__Brief 1__: Which chapter and verses of Isaiah does the passage on hope quote?

__Extract provided__:
◆ ◆ ◆

Our true hope, the hope that breaks the fetters of our sin, releases us from imprisonment behind the bars of death, rescues us from the paralyzing fear of the future; the hope that does not cut us off but rather opens up to us the world of all that is alive and vibrant, and living; the hope of rescue, freedom, release, and redemption; Our ultimate and unfailing hope is revealed in the words of the prophet Isaiah.
Isaiah 53: 3–8
He was despised and rejected by mankind,
a man of suffering, and familiar with pain.
Like one from whom people hide their faces
he was despised, and we held him in low esteem.
Surely, he took up our pain
and bore our suffering,
yet we considered him punished by God,
stricken by him, and afflicted.
But he was pierced for our transgressions,
he was crushed for our iniquities;
the punishment that brought us peace was on him,
and by his wounds we are healed.

◆ ◆ ◆

(Location annotation dataset excerpts)
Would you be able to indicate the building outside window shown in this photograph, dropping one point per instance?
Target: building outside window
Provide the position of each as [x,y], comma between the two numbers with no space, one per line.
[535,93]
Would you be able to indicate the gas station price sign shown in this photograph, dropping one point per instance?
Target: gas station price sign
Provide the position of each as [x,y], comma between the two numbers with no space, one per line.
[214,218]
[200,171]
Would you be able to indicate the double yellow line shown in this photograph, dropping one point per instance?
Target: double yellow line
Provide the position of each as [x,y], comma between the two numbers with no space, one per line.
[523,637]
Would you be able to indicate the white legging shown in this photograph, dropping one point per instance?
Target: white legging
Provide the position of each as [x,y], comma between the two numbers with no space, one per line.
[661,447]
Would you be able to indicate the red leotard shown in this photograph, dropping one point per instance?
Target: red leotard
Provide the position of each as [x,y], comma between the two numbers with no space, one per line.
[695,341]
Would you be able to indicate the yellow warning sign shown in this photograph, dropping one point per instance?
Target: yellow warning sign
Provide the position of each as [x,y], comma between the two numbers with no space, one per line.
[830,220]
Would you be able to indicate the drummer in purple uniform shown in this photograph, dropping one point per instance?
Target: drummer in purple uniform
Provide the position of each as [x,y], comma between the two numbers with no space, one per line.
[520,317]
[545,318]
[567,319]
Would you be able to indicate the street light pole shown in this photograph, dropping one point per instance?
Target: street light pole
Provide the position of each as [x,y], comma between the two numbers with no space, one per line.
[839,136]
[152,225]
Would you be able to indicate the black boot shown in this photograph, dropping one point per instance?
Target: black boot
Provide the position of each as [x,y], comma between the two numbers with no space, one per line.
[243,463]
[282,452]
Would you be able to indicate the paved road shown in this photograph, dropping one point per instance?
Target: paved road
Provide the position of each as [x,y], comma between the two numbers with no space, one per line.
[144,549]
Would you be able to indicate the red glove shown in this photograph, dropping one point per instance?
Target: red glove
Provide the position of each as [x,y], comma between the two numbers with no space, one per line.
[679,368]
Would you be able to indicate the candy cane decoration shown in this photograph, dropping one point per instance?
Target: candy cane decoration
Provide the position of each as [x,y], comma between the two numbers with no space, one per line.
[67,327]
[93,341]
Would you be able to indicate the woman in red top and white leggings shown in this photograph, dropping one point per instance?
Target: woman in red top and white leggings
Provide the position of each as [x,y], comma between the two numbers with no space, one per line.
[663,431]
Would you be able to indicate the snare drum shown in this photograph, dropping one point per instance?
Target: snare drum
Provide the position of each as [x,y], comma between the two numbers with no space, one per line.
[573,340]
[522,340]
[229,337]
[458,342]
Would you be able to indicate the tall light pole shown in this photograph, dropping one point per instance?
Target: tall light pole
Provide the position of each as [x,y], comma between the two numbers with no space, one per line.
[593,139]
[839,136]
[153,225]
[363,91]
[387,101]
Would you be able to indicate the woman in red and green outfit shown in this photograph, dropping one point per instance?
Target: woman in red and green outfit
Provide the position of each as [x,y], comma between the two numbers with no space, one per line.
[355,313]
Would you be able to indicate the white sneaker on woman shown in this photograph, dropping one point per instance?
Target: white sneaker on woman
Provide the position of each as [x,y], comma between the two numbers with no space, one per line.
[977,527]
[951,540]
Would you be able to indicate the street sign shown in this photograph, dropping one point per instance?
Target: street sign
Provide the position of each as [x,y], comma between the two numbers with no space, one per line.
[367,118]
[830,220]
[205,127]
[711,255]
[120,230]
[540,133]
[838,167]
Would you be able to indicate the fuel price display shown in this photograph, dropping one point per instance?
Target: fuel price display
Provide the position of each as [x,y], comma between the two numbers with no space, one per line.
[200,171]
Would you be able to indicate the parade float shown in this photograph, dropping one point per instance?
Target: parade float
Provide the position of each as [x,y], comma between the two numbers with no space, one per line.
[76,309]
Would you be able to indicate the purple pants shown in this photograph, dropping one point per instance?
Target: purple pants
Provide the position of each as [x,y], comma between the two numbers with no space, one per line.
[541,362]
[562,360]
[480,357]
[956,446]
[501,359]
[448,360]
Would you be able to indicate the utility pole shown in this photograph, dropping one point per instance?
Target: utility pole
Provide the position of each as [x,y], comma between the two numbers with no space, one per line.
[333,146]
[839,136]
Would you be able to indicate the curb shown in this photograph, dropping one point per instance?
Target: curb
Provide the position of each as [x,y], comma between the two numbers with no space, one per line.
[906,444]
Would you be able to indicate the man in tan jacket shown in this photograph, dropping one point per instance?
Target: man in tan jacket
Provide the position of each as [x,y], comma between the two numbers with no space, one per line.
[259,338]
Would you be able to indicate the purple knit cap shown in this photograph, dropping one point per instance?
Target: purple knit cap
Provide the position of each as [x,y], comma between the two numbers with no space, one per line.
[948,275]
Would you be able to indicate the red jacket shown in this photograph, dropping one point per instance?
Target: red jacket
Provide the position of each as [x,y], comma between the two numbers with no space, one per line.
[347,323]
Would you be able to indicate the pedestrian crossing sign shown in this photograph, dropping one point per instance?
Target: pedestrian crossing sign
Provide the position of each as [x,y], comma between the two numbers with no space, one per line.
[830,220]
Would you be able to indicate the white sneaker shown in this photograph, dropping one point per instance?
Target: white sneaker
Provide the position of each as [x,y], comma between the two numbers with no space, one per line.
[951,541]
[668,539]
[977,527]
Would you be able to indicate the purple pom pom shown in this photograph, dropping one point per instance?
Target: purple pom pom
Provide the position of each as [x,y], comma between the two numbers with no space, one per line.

◆ ◆ ◆

__Brief 2__: Please copy out word for word the entries from the line containing "Would you be able to indicate the purple pom" through the end of the entries.

__Answer 1__: Isaiah 53:3–8

__Answer 2__:
Would you be able to indicate the purple pom pom shown in this photograph, dropping one point per instance?
Target: purple pom pom
Provide the position of each as [x,y], comma between the two numbers with no space, one per line.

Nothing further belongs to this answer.